(Stored data entries)
[Start of section]
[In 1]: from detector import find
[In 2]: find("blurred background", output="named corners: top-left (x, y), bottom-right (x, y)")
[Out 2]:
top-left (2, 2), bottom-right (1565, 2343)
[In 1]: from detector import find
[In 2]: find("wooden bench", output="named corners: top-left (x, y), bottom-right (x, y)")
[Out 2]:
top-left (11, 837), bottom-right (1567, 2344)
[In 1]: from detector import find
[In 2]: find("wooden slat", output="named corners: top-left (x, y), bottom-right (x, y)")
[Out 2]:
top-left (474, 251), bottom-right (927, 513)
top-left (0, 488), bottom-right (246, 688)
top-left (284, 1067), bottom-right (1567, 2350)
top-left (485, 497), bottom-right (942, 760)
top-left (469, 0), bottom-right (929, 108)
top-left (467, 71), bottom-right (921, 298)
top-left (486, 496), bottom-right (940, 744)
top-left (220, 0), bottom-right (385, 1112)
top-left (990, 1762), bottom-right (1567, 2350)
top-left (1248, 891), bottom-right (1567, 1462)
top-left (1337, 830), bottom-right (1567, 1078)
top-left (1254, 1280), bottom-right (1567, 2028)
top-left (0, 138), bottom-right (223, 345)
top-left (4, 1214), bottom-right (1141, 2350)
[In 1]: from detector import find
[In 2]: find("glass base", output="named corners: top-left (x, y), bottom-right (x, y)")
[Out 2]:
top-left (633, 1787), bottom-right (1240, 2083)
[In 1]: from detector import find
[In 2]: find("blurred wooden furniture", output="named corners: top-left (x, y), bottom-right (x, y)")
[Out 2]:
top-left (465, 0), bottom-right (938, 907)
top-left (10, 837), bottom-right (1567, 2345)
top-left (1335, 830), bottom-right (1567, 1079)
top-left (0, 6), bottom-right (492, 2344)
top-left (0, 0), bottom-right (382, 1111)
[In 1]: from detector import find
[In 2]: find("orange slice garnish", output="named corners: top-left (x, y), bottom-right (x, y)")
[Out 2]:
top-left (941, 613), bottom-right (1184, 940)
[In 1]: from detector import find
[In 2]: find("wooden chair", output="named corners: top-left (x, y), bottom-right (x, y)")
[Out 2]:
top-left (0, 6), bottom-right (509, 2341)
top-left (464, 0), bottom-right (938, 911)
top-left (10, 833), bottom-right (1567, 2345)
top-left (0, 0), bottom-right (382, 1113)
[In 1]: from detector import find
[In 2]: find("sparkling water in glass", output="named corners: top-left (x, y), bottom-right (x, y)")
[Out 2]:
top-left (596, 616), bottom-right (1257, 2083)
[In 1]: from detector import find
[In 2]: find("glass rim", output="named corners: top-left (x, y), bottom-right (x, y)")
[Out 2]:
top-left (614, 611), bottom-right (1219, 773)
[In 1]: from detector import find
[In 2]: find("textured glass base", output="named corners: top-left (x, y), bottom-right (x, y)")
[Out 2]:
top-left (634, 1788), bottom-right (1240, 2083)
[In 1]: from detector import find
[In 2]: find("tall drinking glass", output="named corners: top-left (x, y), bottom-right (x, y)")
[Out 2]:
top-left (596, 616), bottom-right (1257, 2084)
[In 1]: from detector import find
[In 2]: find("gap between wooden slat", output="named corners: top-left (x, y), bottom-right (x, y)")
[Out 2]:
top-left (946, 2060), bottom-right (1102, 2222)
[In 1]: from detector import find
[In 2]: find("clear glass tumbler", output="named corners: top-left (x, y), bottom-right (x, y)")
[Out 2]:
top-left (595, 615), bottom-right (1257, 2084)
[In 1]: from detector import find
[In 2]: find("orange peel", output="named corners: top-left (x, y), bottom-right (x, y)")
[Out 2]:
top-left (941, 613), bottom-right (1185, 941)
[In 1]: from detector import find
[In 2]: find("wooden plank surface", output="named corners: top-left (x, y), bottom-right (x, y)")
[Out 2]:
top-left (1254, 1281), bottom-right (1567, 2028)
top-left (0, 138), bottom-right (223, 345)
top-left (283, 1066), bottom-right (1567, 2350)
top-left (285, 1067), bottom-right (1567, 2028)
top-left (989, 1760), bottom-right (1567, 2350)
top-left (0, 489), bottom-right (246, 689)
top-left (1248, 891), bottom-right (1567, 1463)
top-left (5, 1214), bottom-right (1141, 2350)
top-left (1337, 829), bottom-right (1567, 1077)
[End of section]
Prompt
Your reply must be the entries above, returned word for word.

Solution below
[In 1]: from detector import find
[In 2]: find("blurred background", output="named corners: top-left (x, y), bottom-right (x, y)")
[Out 2]:
top-left (2, 2), bottom-right (1565, 2343)
[In 1]: from detector import find
[In 2]: find("wooden bench", output="named corners: top-left (x, y), bottom-right (x, y)")
[Out 2]:
top-left (11, 837), bottom-right (1567, 2344)
[In 1]: from detector import find
[In 2]: find("wooden slat", output="named corners: top-left (x, y), bottom-right (x, y)")
[Out 2]:
top-left (474, 251), bottom-right (927, 513)
top-left (0, 488), bottom-right (246, 688)
top-left (284, 1067), bottom-right (1567, 2350)
top-left (485, 497), bottom-right (942, 760)
top-left (469, 0), bottom-right (929, 108)
top-left (467, 71), bottom-right (921, 298)
top-left (486, 496), bottom-right (940, 744)
top-left (220, 0), bottom-right (385, 1112)
top-left (990, 1762), bottom-right (1567, 2350)
top-left (1248, 891), bottom-right (1567, 1462)
top-left (1337, 830), bottom-right (1567, 1078)
top-left (1254, 1280), bottom-right (1567, 2028)
top-left (0, 138), bottom-right (223, 345)
top-left (4, 1214), bottom-right (1141, 2350)
[In 1]: from detector import find
[In 2]: find("glass base", output="named corners: top-left (x, y), bottom-right (x, y)")
[Out 2]:
top-left (633, 1787), bottom-right (1240, 2083)
[In 1]: from detector import find
[In 2]: find("blurred wooden furniture", output="named corners: top-left (x, y), bottom-right (x, y)")
[Out 2]:
top-left (465, 0), bottom-right (938, 907)
top-left (10, 837), bottom-right (1567, 2345)
top-left (1335, 830), bottom-right (1567, 1079)
top-left (0, 6), bottom-right (492, 2344)
top-left (0, 0), bottom-right (382, 1111)
[In 1]: from detector import find
[In 2]: find("orange slice garnish", output="named corners: top-left (x, y), bottom-right (x, y)")
[Out 2]:
top-left (941, 613), bottom-right (1184, 940)
[In 1]: from detector import find
[In 2]: find("wooden chair", output="named corners: top-left (x, y), bottom-right (x, y)")
[Out 2]:
top-left (0, 6), bottom-right (509, 2341)
top-left (464, 0), bottom-right (938, 911)
top-left (10, 833), bottom-right (1567, 2345)
top-left (0, 0), bottom-right (382, 1113)
[In 1]: from detector import find
[In 2]: find("sparkling water in glass", output="named corners: top-left (x, y), bottom-right (x, y)")
[Out 2]:
top-left (596, 616), bottom-right (1257, 2083)
[In 1]: from detector import find
[In 2]: find("glass rim", output="named corners: top-left (x, y), bottom-right (x, y)")
[Out 2]:
top-left (614, 611), bottom-right (1219, 773)
[In 1]: from detector import find
[In 2]: find("textured glass base", output="named corners: top-left (x, y), bottom-right (x, y)")
[Out 2]:
top-left (634, 1788), bottom-right (1240, 2083)
[In 1]: from detector import find
[In 2]: find("tall drinking glass", output="named corners: top-left (x, y), bottom-right (x, y)")
[Out 2]:
top-left (596, 616), bottom-right (1257, 2084)
[In 1]: from detector import find
[In 2]: find("gap between wooden slat", output="named corners: top-left (x, y), bottom-right (x, y)")
[Out 2]:
top-left (946, 2060), bottom-right (1102, 2222)
[In 1]: from detector import find
[In 2]: find("clear glass tumbler", output="named corners: top-left (x, y), bottom-right (x, y)")
[Out 2]:
top-left (595, 615), bottom-right (1257, 2084)
[In 1]: from detector import find
[In 2]: find("orange peel", output="named corners: top-left (x, y), bottom-right (x, y)")
[Out 2]:
top-left (941, 613), bottom-right (1185, 941)
[In 1]: from detector import find
[In 2]: find("wooden plank surface", output="named corners: top-left (x, y), bottom-right (x, y)")
[Out 2]:
top-left (1254, 1281), bottom-right (1567, 2028)
top-left (0, 138), bottom-right (223, 345)
top-left (283, 1066), bottom-right (1567, 2350)
top-left (285, 1067), bottom-right (1567, 2028)
top-left (989, 1760), bottom-right (1567, 2350)
top-left (0, 489), bottom-right (246, 689)
top-left (1248, 891), bottom-right (1567, 1463)
top-left (5, 1214), bottom-right (1141, 2350)
top-left (1337, 829), bottom-right (1567, 1077)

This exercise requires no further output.